-- TASK TO COMPLETE --
Collect every line in the records below that contains the word "utensil". Case matters, so only count lines where the capitalization matches.

== DATA FOR THIS TASK

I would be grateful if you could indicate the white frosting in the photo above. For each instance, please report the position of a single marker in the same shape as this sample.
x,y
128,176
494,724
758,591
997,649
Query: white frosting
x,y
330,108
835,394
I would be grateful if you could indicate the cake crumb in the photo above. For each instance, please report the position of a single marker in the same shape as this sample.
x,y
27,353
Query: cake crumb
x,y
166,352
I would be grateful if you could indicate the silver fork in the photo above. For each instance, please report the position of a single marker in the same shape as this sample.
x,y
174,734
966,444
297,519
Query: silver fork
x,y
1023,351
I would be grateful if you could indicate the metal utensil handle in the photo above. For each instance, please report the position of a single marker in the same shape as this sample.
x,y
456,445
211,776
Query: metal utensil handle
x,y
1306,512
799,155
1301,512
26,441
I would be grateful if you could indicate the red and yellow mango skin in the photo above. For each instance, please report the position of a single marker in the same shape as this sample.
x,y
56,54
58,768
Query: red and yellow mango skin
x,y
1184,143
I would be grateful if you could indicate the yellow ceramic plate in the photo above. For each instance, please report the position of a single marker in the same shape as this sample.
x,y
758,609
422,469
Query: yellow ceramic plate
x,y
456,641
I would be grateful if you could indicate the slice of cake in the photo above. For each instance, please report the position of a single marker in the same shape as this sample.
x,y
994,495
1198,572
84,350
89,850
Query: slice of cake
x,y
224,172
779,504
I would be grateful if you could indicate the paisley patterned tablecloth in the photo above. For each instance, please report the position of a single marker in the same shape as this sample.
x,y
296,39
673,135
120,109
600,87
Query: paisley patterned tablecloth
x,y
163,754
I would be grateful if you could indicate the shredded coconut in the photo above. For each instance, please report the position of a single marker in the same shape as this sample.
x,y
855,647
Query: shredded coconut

====
== DATA FOR THIS TASK

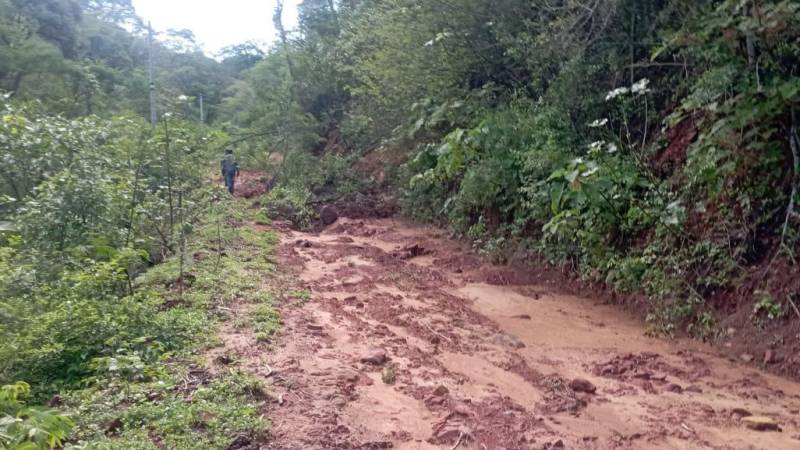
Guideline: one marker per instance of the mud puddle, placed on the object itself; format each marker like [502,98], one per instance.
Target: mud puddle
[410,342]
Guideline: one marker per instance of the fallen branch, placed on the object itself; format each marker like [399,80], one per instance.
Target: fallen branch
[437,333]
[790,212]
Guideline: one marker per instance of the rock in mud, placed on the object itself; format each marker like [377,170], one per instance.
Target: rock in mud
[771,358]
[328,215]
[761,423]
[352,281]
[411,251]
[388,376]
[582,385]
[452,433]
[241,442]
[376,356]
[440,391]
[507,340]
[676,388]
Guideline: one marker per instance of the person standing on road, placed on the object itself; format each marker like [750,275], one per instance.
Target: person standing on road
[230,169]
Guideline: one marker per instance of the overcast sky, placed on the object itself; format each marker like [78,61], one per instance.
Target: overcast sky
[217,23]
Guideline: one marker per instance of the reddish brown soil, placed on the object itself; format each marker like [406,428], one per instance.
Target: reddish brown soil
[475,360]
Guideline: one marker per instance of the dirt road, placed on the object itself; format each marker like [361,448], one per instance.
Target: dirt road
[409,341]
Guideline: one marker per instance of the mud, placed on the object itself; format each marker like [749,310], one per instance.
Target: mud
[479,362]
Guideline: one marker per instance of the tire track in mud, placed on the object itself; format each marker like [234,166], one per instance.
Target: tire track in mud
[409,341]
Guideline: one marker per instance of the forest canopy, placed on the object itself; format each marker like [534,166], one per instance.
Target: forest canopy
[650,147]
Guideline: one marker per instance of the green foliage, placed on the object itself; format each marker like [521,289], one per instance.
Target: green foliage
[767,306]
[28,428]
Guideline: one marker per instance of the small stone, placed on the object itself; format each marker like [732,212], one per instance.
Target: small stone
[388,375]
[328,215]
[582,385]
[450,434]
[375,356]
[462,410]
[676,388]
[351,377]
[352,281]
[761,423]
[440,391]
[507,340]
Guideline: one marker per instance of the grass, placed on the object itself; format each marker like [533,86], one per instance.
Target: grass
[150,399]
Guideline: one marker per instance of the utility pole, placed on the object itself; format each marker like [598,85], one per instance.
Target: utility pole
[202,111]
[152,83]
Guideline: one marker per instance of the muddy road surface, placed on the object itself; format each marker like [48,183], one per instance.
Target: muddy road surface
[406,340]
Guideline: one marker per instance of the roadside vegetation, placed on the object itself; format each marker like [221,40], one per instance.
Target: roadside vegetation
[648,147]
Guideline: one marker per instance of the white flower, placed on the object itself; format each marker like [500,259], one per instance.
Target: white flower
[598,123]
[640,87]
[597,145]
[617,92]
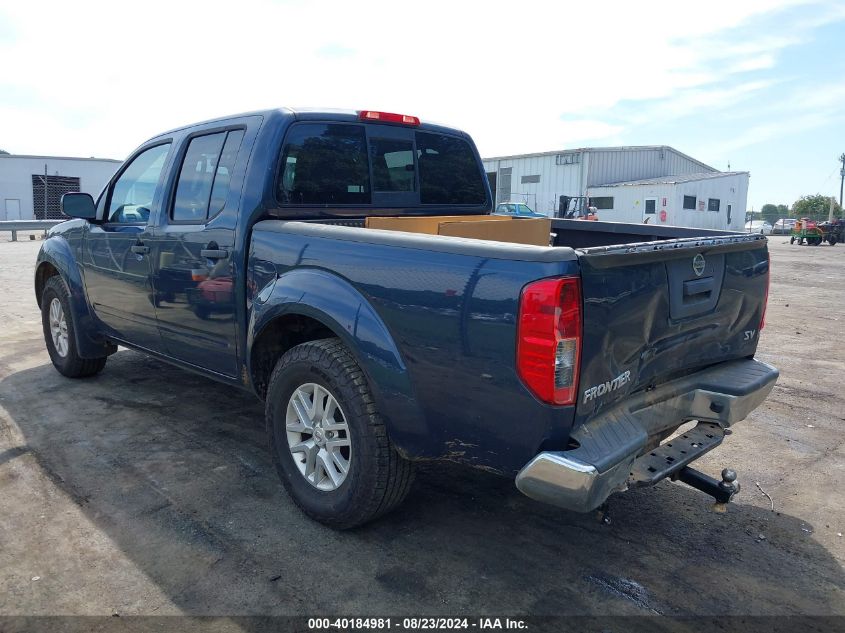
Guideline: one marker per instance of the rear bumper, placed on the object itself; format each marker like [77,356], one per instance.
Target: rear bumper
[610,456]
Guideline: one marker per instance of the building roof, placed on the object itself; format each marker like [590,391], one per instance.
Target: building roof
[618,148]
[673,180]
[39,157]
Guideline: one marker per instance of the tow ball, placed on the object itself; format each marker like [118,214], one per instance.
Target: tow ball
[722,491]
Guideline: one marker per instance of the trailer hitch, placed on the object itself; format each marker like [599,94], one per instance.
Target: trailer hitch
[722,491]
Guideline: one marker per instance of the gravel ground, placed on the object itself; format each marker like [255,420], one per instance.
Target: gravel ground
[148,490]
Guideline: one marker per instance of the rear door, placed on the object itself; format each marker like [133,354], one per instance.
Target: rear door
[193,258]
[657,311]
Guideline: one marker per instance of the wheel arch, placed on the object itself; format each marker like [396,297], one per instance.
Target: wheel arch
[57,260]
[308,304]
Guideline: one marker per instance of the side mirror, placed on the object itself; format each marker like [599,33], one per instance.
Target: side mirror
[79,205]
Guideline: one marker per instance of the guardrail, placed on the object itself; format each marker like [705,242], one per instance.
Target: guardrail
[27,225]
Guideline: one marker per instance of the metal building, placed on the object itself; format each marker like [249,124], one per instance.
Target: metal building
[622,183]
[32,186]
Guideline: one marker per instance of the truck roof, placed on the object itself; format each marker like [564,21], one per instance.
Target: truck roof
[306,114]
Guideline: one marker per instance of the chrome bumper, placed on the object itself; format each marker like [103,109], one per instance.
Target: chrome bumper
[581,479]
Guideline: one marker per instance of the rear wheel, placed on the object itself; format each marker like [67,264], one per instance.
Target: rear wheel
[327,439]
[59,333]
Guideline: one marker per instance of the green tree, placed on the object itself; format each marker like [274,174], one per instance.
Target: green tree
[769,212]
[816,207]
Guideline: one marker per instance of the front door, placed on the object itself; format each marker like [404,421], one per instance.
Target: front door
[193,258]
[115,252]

====
== DATA FOR THIS TASK

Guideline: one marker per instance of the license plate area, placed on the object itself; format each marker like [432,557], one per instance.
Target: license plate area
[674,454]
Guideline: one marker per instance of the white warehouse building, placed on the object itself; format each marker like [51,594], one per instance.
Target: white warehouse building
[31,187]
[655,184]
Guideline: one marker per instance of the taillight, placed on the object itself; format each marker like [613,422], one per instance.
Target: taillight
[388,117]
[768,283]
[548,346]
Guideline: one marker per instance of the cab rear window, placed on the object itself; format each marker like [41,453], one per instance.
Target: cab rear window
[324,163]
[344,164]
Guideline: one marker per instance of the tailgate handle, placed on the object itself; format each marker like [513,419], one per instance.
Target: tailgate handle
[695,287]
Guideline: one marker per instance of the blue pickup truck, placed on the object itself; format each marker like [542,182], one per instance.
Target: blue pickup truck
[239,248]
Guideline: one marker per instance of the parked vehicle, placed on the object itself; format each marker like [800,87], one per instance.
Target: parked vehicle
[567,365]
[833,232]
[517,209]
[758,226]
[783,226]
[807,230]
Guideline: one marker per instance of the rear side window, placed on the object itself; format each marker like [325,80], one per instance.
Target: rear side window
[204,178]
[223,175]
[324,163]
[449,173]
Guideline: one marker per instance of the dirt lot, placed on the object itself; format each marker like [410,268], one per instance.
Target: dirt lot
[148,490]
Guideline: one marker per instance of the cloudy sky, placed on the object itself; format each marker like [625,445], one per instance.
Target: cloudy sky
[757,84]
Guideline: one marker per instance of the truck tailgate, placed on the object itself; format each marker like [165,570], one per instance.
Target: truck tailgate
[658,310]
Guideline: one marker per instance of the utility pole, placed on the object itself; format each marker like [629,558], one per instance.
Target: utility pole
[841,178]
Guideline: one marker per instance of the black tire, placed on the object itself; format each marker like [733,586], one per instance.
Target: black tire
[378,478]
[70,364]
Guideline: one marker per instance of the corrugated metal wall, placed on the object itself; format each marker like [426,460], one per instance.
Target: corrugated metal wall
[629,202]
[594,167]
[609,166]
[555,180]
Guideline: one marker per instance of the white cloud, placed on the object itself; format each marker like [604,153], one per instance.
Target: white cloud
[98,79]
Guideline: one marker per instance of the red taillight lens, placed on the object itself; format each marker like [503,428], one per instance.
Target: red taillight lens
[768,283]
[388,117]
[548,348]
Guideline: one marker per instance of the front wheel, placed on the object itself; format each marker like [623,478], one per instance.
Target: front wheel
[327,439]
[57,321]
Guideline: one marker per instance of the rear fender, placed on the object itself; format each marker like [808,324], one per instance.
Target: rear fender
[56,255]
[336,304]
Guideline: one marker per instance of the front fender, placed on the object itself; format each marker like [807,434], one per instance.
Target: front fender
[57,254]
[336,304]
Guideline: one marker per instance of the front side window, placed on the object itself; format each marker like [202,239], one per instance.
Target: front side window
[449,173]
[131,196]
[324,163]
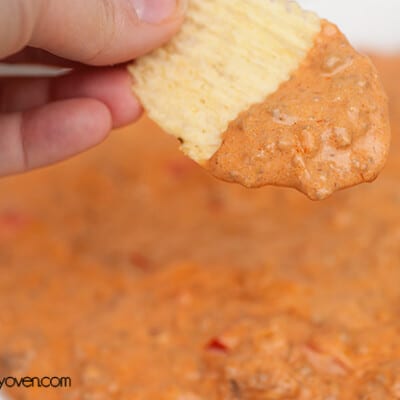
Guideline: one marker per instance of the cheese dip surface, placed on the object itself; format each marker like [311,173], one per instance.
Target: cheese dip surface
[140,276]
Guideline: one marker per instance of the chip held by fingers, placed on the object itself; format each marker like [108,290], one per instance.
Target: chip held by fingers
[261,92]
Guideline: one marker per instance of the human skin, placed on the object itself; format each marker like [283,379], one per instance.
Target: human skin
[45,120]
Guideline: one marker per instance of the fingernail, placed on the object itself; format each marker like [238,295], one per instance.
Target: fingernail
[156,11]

====

-- COMPLETE OUTPUT --
I would be grateful if you could indicate the metal utensil handle in the photo above. For each instance, please report the position of a single marker in the same shape as this sample.
Query: metal utensil handle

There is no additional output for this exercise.